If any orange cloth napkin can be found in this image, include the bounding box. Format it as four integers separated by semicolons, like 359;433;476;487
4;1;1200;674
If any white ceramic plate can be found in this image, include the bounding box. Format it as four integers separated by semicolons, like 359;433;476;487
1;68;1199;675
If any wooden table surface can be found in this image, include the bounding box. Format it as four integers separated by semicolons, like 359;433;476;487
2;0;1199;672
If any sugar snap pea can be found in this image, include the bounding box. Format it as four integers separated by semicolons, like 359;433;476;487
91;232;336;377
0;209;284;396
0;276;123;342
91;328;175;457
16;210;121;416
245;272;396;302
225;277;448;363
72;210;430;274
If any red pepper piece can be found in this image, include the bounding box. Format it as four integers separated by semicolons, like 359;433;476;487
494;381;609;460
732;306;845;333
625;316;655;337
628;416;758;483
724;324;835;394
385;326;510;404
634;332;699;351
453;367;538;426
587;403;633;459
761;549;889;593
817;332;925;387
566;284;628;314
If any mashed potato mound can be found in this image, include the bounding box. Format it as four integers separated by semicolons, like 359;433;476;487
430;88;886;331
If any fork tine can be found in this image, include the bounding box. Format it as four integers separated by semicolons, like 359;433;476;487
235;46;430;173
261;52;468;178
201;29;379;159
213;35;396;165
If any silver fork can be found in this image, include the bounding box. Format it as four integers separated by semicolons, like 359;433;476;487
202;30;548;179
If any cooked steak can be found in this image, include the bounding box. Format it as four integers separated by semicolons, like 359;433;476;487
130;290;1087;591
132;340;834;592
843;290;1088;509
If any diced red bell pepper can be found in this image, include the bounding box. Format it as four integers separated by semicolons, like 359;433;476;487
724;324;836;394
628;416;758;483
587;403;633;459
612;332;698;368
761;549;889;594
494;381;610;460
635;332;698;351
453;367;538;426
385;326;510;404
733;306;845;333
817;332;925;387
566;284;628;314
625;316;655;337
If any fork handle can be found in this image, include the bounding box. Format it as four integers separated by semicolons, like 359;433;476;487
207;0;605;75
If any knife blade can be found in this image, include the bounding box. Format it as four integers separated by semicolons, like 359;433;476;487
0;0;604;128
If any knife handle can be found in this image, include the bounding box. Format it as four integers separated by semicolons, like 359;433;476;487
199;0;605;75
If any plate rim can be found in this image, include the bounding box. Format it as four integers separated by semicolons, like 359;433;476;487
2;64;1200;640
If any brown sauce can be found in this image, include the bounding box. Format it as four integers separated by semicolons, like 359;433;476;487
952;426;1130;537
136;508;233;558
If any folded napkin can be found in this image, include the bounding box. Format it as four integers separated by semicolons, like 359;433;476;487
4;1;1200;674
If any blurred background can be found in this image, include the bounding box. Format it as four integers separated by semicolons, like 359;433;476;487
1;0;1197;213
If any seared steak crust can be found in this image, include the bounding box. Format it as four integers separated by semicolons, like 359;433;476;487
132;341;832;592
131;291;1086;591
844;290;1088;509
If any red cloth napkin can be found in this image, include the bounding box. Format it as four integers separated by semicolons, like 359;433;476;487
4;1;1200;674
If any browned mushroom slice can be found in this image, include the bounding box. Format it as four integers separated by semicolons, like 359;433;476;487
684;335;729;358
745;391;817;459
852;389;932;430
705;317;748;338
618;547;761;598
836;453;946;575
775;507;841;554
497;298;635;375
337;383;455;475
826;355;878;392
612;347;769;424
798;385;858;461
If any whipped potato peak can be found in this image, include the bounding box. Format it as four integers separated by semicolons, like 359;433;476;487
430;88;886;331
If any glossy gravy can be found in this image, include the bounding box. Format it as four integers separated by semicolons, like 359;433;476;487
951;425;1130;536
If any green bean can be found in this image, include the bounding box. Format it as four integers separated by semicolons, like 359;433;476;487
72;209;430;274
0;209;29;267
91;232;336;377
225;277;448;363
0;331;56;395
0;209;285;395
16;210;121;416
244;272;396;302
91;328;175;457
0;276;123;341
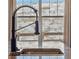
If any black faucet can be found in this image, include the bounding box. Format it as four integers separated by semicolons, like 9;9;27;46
11;5;40;52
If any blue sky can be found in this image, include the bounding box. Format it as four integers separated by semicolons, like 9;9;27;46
16;0;64;4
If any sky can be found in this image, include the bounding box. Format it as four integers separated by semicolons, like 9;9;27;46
16;0;64;4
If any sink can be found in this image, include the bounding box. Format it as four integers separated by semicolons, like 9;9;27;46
21;48;63;56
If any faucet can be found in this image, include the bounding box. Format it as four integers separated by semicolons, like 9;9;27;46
11;5;40;52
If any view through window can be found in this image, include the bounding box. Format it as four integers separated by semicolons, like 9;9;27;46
15;0;65;59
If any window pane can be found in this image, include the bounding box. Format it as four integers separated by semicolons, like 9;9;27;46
58;0;64;16
50;0;58;16
42;18;64;33
44;35;64;41
42;0;64;16
42;0;50;16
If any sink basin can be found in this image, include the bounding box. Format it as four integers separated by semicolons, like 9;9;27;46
9;48;63;56
21;48;63;56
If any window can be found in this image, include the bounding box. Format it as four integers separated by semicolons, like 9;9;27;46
9;0;71;59
15;0;64;53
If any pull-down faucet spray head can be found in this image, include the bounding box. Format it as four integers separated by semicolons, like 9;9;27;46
35;20;40;35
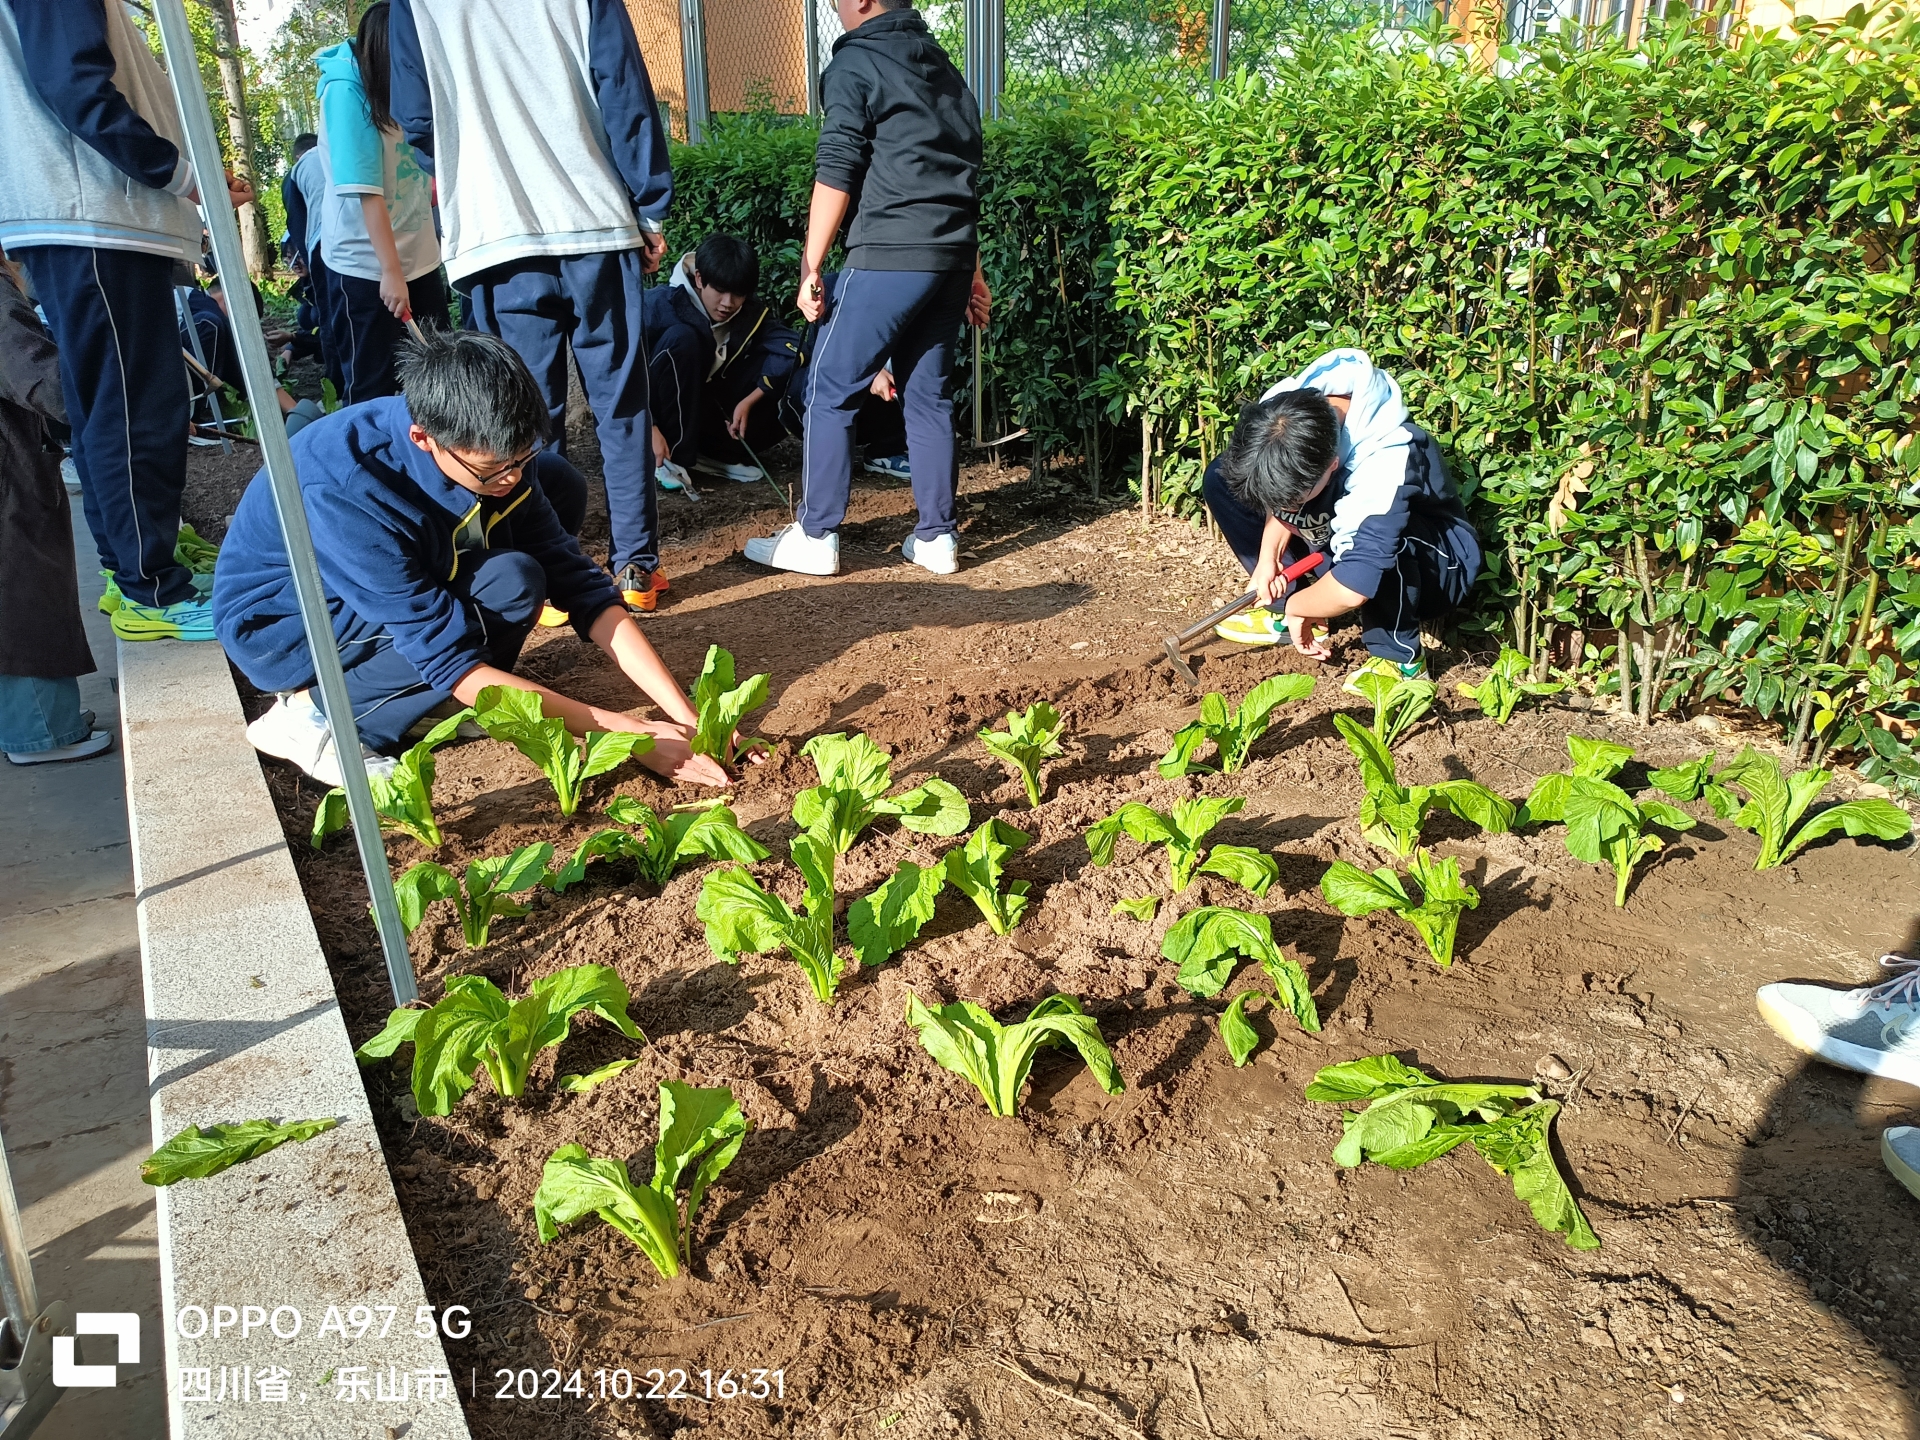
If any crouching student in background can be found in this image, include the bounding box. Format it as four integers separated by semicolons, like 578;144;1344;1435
1202;348;1481;674
643;235;800;492
181;277;325;436
772;268;911;482
211;330;728;789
+++
_Work task_
What you return must match the records exactly, apart from the images, which are omitted.

_Response to the exercise_
If any orange cloth napkin can be found in this image, include the bounding box. Format it as four integers separated by semicolons, like 359;433;476;487
4;1;1200;674
If any white ceramic plate can be found in this image, include the bounding box. Format it as four integers separated by semicolons, like 359;433;476;487
1;68;1199;675
If any wooden table surface can be found in this image, include the bounding box. Format it as four integers separated by semicolons, like 359;433;476;487
2;0;1199;672
If any sugar snap pea can be found in this image, include the bounding box. Format it as four integers separated by semicolons, like 359;433;476;487
91;232;336;377
0;209;284;396
0;276;123;342
91;328;175;457
16;210;121;416
245;272;396;302
225;277;448;363
72;210;430;274
If any red pepper piece can be found in this image, include the bounding box. Format it as four integers separated by semicolons, like 359;433;476;487
494;381;609;460
732;306;845;333
625;316;655;337
628;416;758;483
724;324;835;394
385;326;510;404
634;332;699;351
453;367;538;426
587;403;633;459
761;549;889;593
817;332;925;387
566;284;628;314
If any mashed potato mound can be found in this image, include the bounding box. Format it as four integers separated by semicolons, like 359;433;476;487
430;88;886;331
If any fork tine can be found in this image, include the bounding box. Format it as four integers separated by semicolons, like 359;433;476;487
235;46;430;173
261;52;468;178
201;29;379;159
213;35;396;165
If any silver fork can be found in this image, include the bounding box. Format it as four integers separated by semicolons, like 359;433;476;487
202;30;548;179
If any cooked steak can be found in this image, include the bounding box. Format it as four integers separated by semicolons, like 359;433;476;487
130;290;1087;591
132;340;834;592
843;290;1088;509
If any diced red bell pepper can be found in this image, include the bounding box. Format it as four integers separated by semicolons, like 359;433;476;487
724;324;836;394
628;416;758;483
587;403;633;459
612;332;698;368
761;549;889;594
494;381;610;460
635;332;698;351
453;367;538;426
385;326;510;404
733;306;845;333
817;332;925;387
566;284;628;314
625;316;655;337
If any fork handle can be found in this image, include the bounding box. Format it as four integers separated by semicolons, like 359;433;476;487
207;0;605;75
If any knife blade can be found in this image, include the bounding box. Format it as four integers separated by semicolons, like 359;433;476;487
0;0;604;128
If any knife handle can be found in this image, include the bounding box. Format it as four integers separated by semicolons, like 359;433;476;487
199;0;605;75
If any plate rim can be found in this image, include the bounding box. Format it as four integers separated by semicolons, like 359;433;476;487
2;64;1200;640
If any brown sauce can be found in this image, include the bounding box. Format it as four integers separated by semicolons, like 359;433;476;487
952;426;1130;537
136;508;233;558
If any folded napkin can be found in this image, include the bounding box. Format it as four integers separated by semicolons, like 359;433;476;487
4;1;1200;674
If any blurred background can be found in this image, include the bounding box. Format it as four integers separated by semicolons, like 359;433;476;487
1;0;1197;213
If any seared steak crust can be found in this image, include the bounding box. Format it as four integers separated by semicolons, like 359;433;476;487
132;341;832;592
131;291;1086;591
844;290;1088;509
If any red cloth napkin can be found in this image, include the bounding box. Format it as four integers separated by semicolons, like 359;433;476;487
4;1;1200;674
If any browned mushroom slice can be found in this image, include the bounding box. Format it as four integers separated by semicolons, like 359;433;476;487
684;335;729;358
745;391;817;459
852;389;932;430
705;317;748;338
618;547;761;598
836;453;946;575
775;507;841;554
497;298;635;375
337;383;455;475
826;355;878;392
612;347;769;424
798;385;858;461
If any whipped potato peak can be found in this image, include the bounding box. Format it as four integers separated by semicolons, like 359;433;476;487
430;88;886;331
If any glossy gravy can be found in this image, include the bounding box. Format it as four integers separated by semicolons, like 359;433;476;487
951;425;1130;536
If any green bean can be found in this image, include the bounding box. Format it as four integers separated by semicolons, like 359;433;476;487
72;209;430;274
0;209;29;267
91;232;336;377
225;277;448;363
0;331;56;395
0;209;285;395
16;210;121;416
244;272;396;302
91;328;175;457
0;276;123;341
If any black faucet can be found in this image, include the bounding box. Format it as four integers separated by semicolons, like 9;9;27;46
11;5;40;52
If any blue sky can be found in this image, include the bounding box. Format it as four integers separated by semicolons, like 9;9;27;46
16;0;64;4
If any sky can be found in this image, include the bounding box. Format it as four integers separated by semicolons, like 9;9;27;46
16;0;64;4
If any sink can be found in this image, include the bounding box. Format it as four integers separated by semicolons, like 9;9;27;46
21;48;63;56
If any faucet can be found in this image, include the bounding box. Format it as four integers separated by semicolons, like 9;9;27;46
11;5;40;52
If any view through window can be found in this image, include the bounding box. Format it as four integers separated by semicolons, like 9;9;27;46
15;0;65;59
If any window pane can be found in this image, include the bounding box. Format it as four integers separated by semicolons, like 9;9;27;46
58;0;64;16
50;0;58;16
42;18;64;33
44;35;64;41
42;0;64;16
42;0;50;16
If any sink basin can be found in this image, include the bounding box. Format it as four integers separated by semicolons, like 9;9;27;46
9;48;63;56
21;48;63;56
If any window can be found in this image, include the bounding box. Format it as four integers separated by semicolons, like 9;9;27;46
9;0;71;59
15;0;64;53
If any pull-down faucet spray head can be found in this image, include the bounding box. Format it as four integers separated by semicolons, like 9;9;27;46
35;20;40;35
If any crouching student in background can be found in this image, include the bounding box. Format it as four integers separated by semicolons, like 578;144;1344;1435
1202;348;1481;674
643;235;800;492
181;277;325;436
772;268;911;482
211;330;728;789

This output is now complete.